== Data records

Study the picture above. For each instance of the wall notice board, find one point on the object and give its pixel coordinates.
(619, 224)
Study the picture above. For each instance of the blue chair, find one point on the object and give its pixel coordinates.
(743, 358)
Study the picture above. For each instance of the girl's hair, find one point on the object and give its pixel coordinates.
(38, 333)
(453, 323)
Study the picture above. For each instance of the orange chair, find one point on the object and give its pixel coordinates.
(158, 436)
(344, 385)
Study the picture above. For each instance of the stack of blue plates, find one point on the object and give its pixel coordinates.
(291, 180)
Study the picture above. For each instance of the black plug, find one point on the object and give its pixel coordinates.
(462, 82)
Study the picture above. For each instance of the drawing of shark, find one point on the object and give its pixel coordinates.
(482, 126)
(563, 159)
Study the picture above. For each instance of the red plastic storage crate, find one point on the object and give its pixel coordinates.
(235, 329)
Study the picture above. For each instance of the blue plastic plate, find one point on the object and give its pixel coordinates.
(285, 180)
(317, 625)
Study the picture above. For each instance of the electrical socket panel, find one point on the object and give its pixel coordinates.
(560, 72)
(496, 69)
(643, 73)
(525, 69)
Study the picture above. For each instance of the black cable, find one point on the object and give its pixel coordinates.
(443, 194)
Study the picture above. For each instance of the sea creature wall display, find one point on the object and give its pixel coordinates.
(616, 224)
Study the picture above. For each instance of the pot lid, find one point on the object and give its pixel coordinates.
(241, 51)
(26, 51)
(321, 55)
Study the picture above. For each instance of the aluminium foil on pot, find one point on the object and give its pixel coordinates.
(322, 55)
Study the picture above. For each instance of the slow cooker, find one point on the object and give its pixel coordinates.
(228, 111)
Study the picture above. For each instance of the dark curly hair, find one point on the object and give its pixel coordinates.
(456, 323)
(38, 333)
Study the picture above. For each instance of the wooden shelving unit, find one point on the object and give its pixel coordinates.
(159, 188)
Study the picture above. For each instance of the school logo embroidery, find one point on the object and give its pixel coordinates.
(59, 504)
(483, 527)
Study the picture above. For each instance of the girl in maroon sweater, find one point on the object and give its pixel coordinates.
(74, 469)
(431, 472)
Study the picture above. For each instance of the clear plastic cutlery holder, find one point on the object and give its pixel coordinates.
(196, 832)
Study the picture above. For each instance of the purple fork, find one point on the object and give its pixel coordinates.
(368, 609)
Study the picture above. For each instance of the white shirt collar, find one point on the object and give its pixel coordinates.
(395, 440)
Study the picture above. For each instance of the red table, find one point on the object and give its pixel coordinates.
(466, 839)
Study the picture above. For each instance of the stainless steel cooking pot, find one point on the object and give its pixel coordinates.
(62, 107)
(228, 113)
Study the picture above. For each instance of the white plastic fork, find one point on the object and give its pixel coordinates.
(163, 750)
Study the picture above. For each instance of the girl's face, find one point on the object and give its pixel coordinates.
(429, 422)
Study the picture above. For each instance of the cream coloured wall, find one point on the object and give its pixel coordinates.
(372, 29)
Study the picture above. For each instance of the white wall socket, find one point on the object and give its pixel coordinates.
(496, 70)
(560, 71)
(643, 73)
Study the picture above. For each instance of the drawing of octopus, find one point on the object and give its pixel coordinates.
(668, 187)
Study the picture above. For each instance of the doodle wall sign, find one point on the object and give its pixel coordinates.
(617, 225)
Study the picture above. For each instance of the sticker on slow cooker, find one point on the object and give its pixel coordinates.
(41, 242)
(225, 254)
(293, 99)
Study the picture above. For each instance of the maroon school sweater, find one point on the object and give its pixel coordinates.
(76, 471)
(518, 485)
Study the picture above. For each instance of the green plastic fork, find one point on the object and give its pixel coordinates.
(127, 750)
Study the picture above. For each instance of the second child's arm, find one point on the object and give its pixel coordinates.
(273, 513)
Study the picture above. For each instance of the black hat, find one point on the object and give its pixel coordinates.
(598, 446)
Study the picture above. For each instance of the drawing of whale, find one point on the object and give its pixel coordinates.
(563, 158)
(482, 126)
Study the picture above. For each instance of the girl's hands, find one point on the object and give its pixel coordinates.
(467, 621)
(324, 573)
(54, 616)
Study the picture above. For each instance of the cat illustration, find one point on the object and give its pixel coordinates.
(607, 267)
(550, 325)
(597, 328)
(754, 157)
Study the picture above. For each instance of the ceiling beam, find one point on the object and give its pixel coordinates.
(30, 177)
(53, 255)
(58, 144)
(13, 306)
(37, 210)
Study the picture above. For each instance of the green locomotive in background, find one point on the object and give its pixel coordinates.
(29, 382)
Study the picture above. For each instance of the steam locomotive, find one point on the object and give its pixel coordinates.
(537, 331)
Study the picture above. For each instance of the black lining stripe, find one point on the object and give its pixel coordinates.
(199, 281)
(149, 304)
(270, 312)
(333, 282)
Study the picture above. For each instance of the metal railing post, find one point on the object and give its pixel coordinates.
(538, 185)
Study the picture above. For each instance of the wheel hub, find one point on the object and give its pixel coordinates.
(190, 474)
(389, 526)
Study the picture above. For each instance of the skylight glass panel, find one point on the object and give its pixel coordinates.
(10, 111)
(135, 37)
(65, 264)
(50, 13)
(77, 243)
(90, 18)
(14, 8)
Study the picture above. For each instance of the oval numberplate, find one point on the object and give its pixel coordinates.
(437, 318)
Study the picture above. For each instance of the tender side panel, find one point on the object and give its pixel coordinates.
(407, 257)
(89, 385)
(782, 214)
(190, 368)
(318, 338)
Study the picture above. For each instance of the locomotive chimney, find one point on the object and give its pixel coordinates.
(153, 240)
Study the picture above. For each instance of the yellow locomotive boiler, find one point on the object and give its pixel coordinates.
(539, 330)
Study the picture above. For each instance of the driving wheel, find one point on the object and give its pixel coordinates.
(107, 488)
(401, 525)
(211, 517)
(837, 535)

====

## Problem statement
Repeat all the records. Match each line exactly.

## Answer to this problem
Study the picture above. For each instance of the wall notice board, find one point on the object and give its pixel coordinates.
(619, 224)
Study the picture above. For each instance of the blue chair, find one point on the object and give its pixel coordinates.
(743, 358)
Study the picture above. For each instance of the girl's hair, find one point on the object and give its pixel coordinates.
(38, 333)
(453, 323)
Study the picture above. For each instance of the orange chair, find one point on the object and give its pixel coordinates.
(158, 436)
(344, 385)
Study the picture above. For each instance of the stack of blue plates, find one point on the object and give its pixel coordinates.
(291, 180)
Study the picture above. For each instance of the black plug, find one point on the object and give its pixel coordinates.
(462, 82)
Study the picture above. For each instance of the drawing of shark, find one point on the object and give its pixel coordinates.
(482, 126)
(563, 159)
Study the picture above. For each instance of the red plastic storage crate, find one point on the object and give its pixel coordinates.
(235, 329)
Study the picture above. For each instance of the blue plastic plate, find one point on the object and give its pixel coordinates.
(285, 180)
(317, 625)
Study the picture above. For each instance of the electrical socket panel, find one point on the object and give its pixel coordinates.
(560, 72)
(496, 69)
(643, 73)
(525, 69)
Study the picture above. For each instance of the black cable, find one point on the object and give its pixel coordinates.
(443, 194)
Study the picture above. For each instance of the sea creature wall display, find one point on the object and give its pixel coordinates.
(616, 224)
Study the picture above. For each instance of the pot lid, find one point on the object and give its pixel coordinates.
(241, 51)
(26, 51)
(321, 55)
Study the picture above. For each instance of the aluminium foil on pot, find one point on the object and give its pixel coordinates.
(322, 55)
Study the picture above. For each instance of the slow cooker, find one point on the object and give its pixel coordinates.
(228, 111)
Study the picture above. For each instance of the dark curly hair, find one point on the object and give its pixel coordinates.
(456, 323)
(38, 333)
Study the picture above. For each instance of the wooden shelving unit, find one point on the object and give its pixel coordinates.
(159, 188)
Study the picture above. For each instance of the school logo embroidery, find one point on the object and give its pixel coordinates.
(59, 504)
(483, 527)
Study the picture above. For each instance of the girl in maroon sweater, find one point on the object and give its pixel coordinates.
(74, 469)
(431, 472)
Study the picture above. For each instance of the clear plastic cutlery holder, find one point on the object and give its pixel coordinates.
(196, 832)
Study the picture above. For each instance of the purple fork, find one point on the object and give its pixel coordinates.
(368, 609)
Study the picture above. For each instance of the white shirt collar, find one point on the object and give its pixel coordinates.
(395, 440)
Study the picture above. For each instance of the red table, find one point on the object and give its pixel coordinates.
(466, 839)
Study the picture above. For each instance of the stainless steel cooking pot, find one point on the object and give its pixel coordinates.
(62, 107)
(228, 113)
Study the picture above. For each instance of the white plastic fork, find one point on the object and give its pixel coordinates.
(163, 750)
Study the picture above. For each instance of the girl's face, find one point on the object and give its pixel coordinates.
(429, 422)
Study the picture above. For each instance of the cream coloured wall, find one point on the object and give its pixel coordinates.
(372, 29)
Study the picture above. For each instance of the white wall socket, find one point on the object and give its pixel coordinates.
(496, 70)
(560, 71)
(643, 73)
Study the picture above. For each instance of the drawing of octopus, find one point on the object and give its pixel coordinates.
(668, 187)
Study the picture above. For each instance of the doodle wall sign, find one point on the object and give its pixel coordinates.
(617, 225)
Study the picture above. For each instance of the sticker on slow cooker, find one point on the object and give its pixel coordinates.
(41, 242)
(225, 254)
(293, 99)
Study the picture above. For each instance of the maroon school sweater, find one point on the object and give its pixel coordinates.
(76, 471)
(518, 485)
Study the picture above. For each instance of the green plastic fork, find one point on the object and give its pixel coordinates.
(127, 750)
Study the picture above. For each instance of the second child's arm, find one point on the object and give its pixel coordinates.
(273, 513)
Study the picture above. For each instance of the black hat, find one point on the object and give its pixel coordinates.
(598, 446)
Study the picture above. For each instance of the drawing of whale, find one point on the object and give its pixel coordinates.
(563, 158)
(482, 126)
Study the picture above. For each instance of the girl's hands, find one point on the object and give its pixel coordinates.
(467, 621)
(324, 573)
(54, 616)
Study the picture above. For each instance of the cat illustration, find one point on the object and give its pixel coordinates.
(607, 267)
(550, 325)
(597, 328)
(754, 157)
Study the picture above. For each instance of the ceiling beam, find one point on the object and give its pixel coordinates.
(30, 177)
(53, 255)
(58, 144)
(13, 306)
(37, 210)
Study the picture above. For each instance of the green locomotive in background, find one point on the object and give its pixel coordinates.
(29, 382)
Study the picture above. For each instance of the steam locomotive, find one point on the object and give its pixel coordinates.
(537, 331)
Study the picture above. For each instance of the black lining stripe, find one point on the object and give its pixel coordinates.
(199, 281)
(149, 304)
(270, 312)
(333, 282)
Study the picture above. For each instance of the metal railing post, find one point on the object and give its pixel coordinates.
(538, 185)
Study the picture above. For each instance of the wheel hub, find one point on the object and give its pixel coordinates.
(190, 474)
(389, 526)
Study the picture above. For each instance of the skylight glass panel, find one point on the object and give its pixel coordinates.
(10, 111)
(135, 37)
(65, 264)
(50, 13)
(77, 243)
(90, 18)
(14, 8)
Study the picture above. For each instance of the oval numberplate, find one point on the object and give its pixel coordinates.
(437, 318)
Study the picture above. For each instance of the tender side panel, find one point on the object and give its pixel coordinates.
(407, 257)
(89, 385)
(782, 214)
(190, 368)
(318, 338)
Study the picture above. For each instance of the locomotive chimney, find one point on the object and give its pixel coordinates.
(153, 240)
Study the picture above. For each instance of the yellow locomotive boiler, find one point on the object and give its pixel coordinates.
(539, 330)
Study the picture above. For each instance of the driving wheel, find one point on the object and give its pixel coordinates.
(107, 488)
(401, 525)
(211, 517)
(837, 535)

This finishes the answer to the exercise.